Devolva, copiado sem nenhuma alteração, o trecho do texto sobre o velório do tio Eustáquio entre "O VELÓRIO DO" e "que eu usava.", inclusive.

* TEXTO DO EXERCÍCIO
○ ○ ○ ○ ○

O VELÓRIO DO TIO EUSTÁQUIO

Tio Eustáquio, único irmão do meu pai, era aquele tio brincalhão, bem-humorado que volta e meia nos visitava.

Lembro-me de quando ele nos visitou com um amigo, que trabalhava com desenhos artísticos, e pediu-me que lhe mostrasse umas tiras de papel, em que eu desenhava historinhas em quadrinhos, criadas por mim mesmo, para exibir numa caixa de sapatos, que eu adaptava para ser uma suposta tela de cinema. Coisas de crianças. Eu devia ter uns 9 anos de idade na época. O tal amigo elogiou meus desenhos, principalmente a combinação de cores que eu usava.

○ ○ ○ ○ ○

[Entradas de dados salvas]
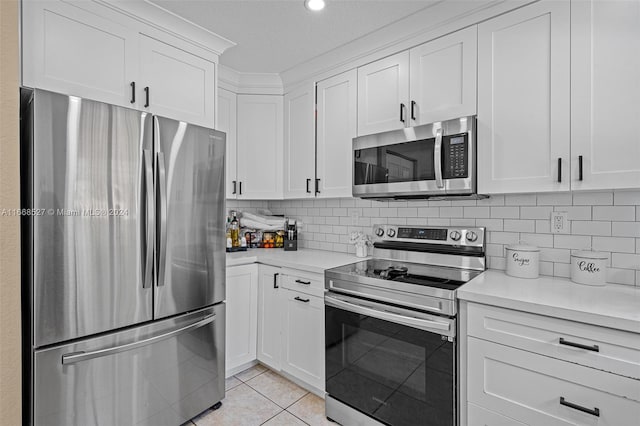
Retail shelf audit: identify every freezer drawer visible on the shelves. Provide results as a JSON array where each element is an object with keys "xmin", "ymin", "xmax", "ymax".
[{"xmin": 33, "ymin": 303, "xmax": 225, "ymax": 426}]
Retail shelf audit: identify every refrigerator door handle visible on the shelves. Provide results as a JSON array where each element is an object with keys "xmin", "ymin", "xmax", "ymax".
[
  {"xmin": 62, "ymin": 314, "xmax": 216, "ymax": 365},
  {"xmin": 142, "ymin": 149, "xmax": 155, "ymax": 288},
  {"xmin": 156, "ymin": 149, "xmax": 167, "ymax": 287}
]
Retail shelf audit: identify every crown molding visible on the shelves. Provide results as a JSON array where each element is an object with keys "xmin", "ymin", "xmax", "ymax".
[
  {"xmin": 218, "ymin": 64, "xmax": 284, "ymax": 95},
  {"xmin": 92, "ymin": 0, "xmax": 236, "ymax": 56},
  {"xmin": 280, "ymin": 0, "xmax": 538, "ymax": 93}
]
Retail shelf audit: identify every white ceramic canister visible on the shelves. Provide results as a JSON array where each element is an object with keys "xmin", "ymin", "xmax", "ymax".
[
  {"xmin": 505, "ymin": 244, "xmax": 540, "ymax": 278},
  {"xmin": 571, "ymin": 251, "xmax": 608, "ymax": 285}
]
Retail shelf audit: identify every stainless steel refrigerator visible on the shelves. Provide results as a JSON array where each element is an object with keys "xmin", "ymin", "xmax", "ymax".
[{"xmin": 21, "ymin": 89, "xmax": 225, "ymax": 426}]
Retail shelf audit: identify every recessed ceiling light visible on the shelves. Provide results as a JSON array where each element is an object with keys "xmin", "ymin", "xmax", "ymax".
[{"xmin": 304, "ymin": 0, "xmax": 324, "ymax": 12}]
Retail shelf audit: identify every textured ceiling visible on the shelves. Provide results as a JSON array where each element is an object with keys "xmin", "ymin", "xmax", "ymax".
[{"xmin": 147, "ymin": 0, "xmax": 437, "ymax": 73}]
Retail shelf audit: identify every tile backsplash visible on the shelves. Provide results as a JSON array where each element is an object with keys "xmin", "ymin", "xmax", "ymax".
[{"xmin": 227, "ymin": 191, "xmax": 640, "ymax": 286}]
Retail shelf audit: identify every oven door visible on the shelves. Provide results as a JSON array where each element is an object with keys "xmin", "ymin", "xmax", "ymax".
[{"xmin": 325, "ymin": 293, "xmax": 456, "ymax": 426}]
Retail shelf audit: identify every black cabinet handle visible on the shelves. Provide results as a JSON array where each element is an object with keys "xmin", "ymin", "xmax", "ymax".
[
  {"xmin": 558, "ymin": 158, "xmax": 571, "ymax": 182},
  {"xmin": 559, "ymin": 337, "xmax": 600, "ymax": 352},
  {"xmin": 560, "ymin": 396, "xmax": 600, "ymax": 417},
  {"xmin": 578, "ymin": 155, "xmax": 582, "ymax": 180},
  {"xmin": 131, "ymin": 81, "xmax": 136, "ymax": 104}
]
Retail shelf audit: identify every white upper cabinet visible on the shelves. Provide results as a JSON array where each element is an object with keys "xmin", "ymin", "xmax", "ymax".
[
  {"xmin": 22, "ymin": 0, "xmax": 217, "ymax": 127},
  {"xmin": 22, "ymin": 1, "xmax": 139, "ymax": 108},
  {"xmin": 284, "ymin": 83, "xmax": 315, "ymax": 198},
  {"xmin": 408, "ymin": 25, "xmax": 478, "ymax": 126},
  {"xmin": 358, "ymin": 51, "xmax": 409, "ymax": 135},
  {"xmin": 237, "ymin": 95, "xmax": 283, "ymax": 200},
  {"xmin": 316, "ymin": 70, "xmax": 357, "ymax": 198},
  {"xmin": 140, "ymin": 35, "xmax": 215, "ymax": 127},
  {"xmin": 216, "ymin": 88, "xmax": 238, "ymax": 199},
  {"xmin": 571, "ymin": 0, "xmax": 640, "ymax": 189},
  {"xmin": 477, "ymin": 1, "xmax": 570, "ymax": 194},
  {"xmin": 358, "ymin": 26, "xmax": 478, "ymax": 136}
]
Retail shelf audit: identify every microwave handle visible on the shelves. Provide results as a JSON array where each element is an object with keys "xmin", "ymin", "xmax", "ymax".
[{"xmin": 433, "ymin": 128, "xmax": 444, "ymax": 188}]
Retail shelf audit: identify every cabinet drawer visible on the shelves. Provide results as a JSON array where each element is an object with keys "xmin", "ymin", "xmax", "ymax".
[
  {"xmin": 467, "ymin": 337, "xmax": 640, "ymax": 426},
  {"xmin": 467, "ymin": 403, "xmax": 527, "ymax": 426},
  {"xmin": 281, "ymin": 271, "xmax": 324, "ymax": 297},
  {"xmin": 467, "ymin": 303, "xmax": 640, "ymax": 379}
]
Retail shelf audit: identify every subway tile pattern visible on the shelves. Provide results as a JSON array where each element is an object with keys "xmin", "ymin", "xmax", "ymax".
[{"xmin": 227, "ymin": 190, "xmax": 640, "ymax": 286}]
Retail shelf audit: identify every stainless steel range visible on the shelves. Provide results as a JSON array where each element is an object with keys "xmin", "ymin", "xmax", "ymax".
[{"xmin": 325, "ymin": 225, "xmax": 486, "ymax": 426}]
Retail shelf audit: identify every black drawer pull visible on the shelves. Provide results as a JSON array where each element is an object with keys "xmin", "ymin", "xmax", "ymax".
[
  {"xmin": 578, "ymin": 155, "xmax": 582, "ymax": 180},
  {"xmin": 560, "ymin": 396, "xmax": 600, "ymax": 417},
  {"xmin": 559, "ymin": 337, "xmax": 600, "ymax": 352},
  {"xmin": 558, "ymin": 158, "xmax": 562, "ymax": 183}
]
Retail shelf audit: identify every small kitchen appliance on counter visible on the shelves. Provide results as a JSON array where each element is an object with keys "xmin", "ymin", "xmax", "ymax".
[
  {"xmin": 284, "ymin": 218, "xmax": 298, "ymax": 251},
  {"xmin": 325, "ymin": 225, "xmax": 486, "ymax": 426}
]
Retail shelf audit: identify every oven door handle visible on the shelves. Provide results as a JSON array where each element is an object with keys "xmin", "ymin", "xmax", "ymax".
[{"xmin": 324, "ymin": 295, "xmax": 451, "ymax": 334}]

○ ○ ○ ○ ○

* SOLUÇÃO DO EXERCÍCIO
O VELÓRIO DO TIO EUSTÁQUIO

Tio Eustáquio, único irmão do meu pai, era aquele tio brincalhão, bem-humorado que volta e meia nos visitava.

Lembro-me de quando ele nos visitou com um amigo, que trabalhava com desenhos artísticos, e pediu-me que lhe mostrasse umas tiras de papel, em que eu desenhava historinhas em quadrinhos, criadas por mim mesmo, para exibir numa caixa de sapatos, que eu adaptava para ser uma suposta tela de cinema. Coisas de crianças. Eu devia ter uns 9 anos de idade na época. O tal amigo elogiou meus desenhos, principalmente a combinação de cores que eu usava.